* Work order *
Only one span of the listing below should come back. It runs from the line with "Review the image above. You are expected to detect black" through the line with "Review the image above. You are expected to detect house", and each of its lines must be reproduced exactly.

* Entries provided *
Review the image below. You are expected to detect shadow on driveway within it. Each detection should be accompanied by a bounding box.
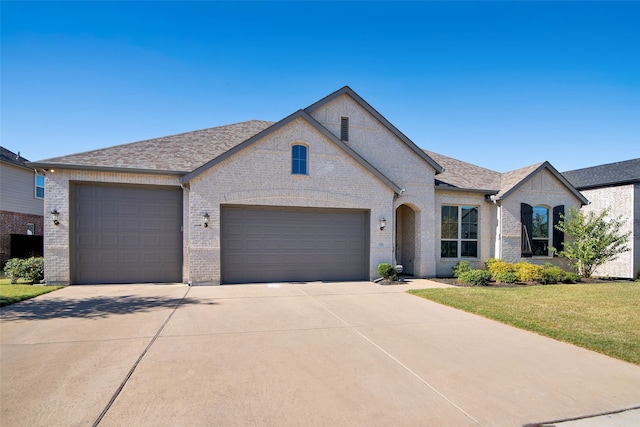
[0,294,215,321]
---
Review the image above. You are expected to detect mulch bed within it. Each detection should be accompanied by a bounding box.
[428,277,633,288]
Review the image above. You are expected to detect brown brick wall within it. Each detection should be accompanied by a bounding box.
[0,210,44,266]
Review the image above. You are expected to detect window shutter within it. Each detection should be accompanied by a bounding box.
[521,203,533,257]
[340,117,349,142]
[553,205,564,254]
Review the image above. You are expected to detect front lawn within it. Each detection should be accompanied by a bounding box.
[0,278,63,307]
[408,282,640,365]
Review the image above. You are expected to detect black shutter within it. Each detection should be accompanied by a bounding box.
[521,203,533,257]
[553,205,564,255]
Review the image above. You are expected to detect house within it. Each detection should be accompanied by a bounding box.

* Output *
Review the image above. You are expected to detect black shutter within it. Each detection should be accompanied by a bounding box.
[521,203,533,257]
[553,205,564,255]
Review the image above. You are expected to detect house within it. Each detection should be accompanied by a bounding box.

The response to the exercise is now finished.